■ WORK ORDER ■
Nothing but the line containing "piece. Return only the coordinates." and the lines after it in the entries below should appear, each repeated exactly.

■ MATERIAL SUPPLIED ■
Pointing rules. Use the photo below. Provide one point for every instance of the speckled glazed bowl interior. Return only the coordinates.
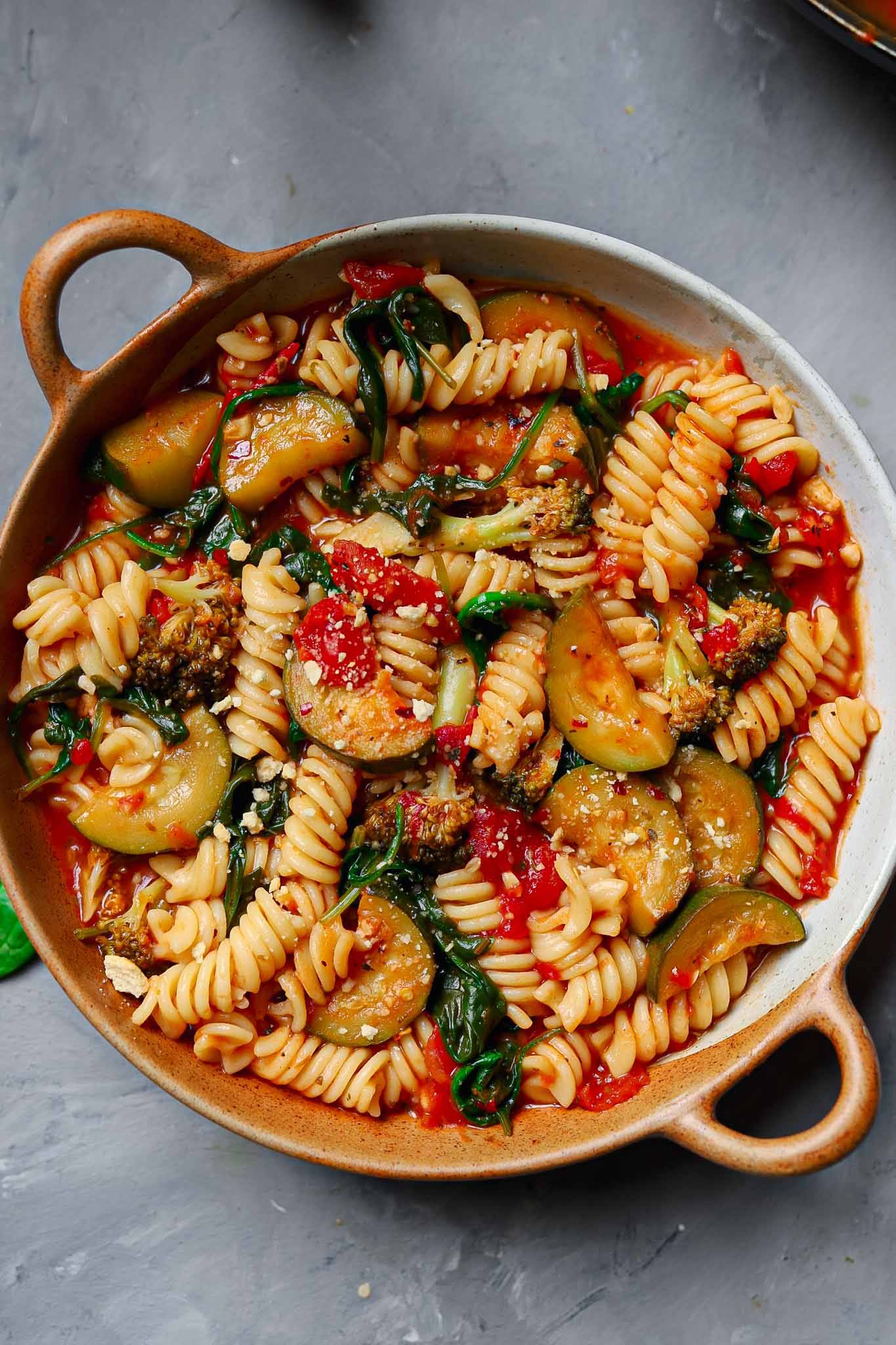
(794, 990)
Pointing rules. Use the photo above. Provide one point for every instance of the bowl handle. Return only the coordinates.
(213, 268)
(832, 1012)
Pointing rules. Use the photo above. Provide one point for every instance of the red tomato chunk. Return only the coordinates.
(386, 585)
(379, 280)
(507, 843)
(331, 636)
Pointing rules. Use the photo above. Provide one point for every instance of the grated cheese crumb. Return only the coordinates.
(125, 975)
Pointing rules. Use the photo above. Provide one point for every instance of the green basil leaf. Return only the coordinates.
(15, 948)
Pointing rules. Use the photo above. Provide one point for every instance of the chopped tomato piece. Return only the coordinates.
(817, 875)
(160, 607)
(81, 752)
(453, 740)
(696, 607)
(507, 843)
(608, 565)
(389, 585)
(720, 639)
(378, 280)
(601, 1091)
(774, 475)
(786, 811)
(597, 363)
(343, 649)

■ EXERCISE RESPONSE ■
Pointing rules. Use the photo above. Provide one point for every instance of the chopped tomato piece. Return only the coordinates.
(817, 875)
(160, 607)
(81, 752)
(453, 740)
(696, 607)
(507, 843)
(608, 565)
(389, 585)
(720, 639)
(378, 280)
(601, 1091)
(774, 475)
(786, 811)
(597, 363)
(343, 649)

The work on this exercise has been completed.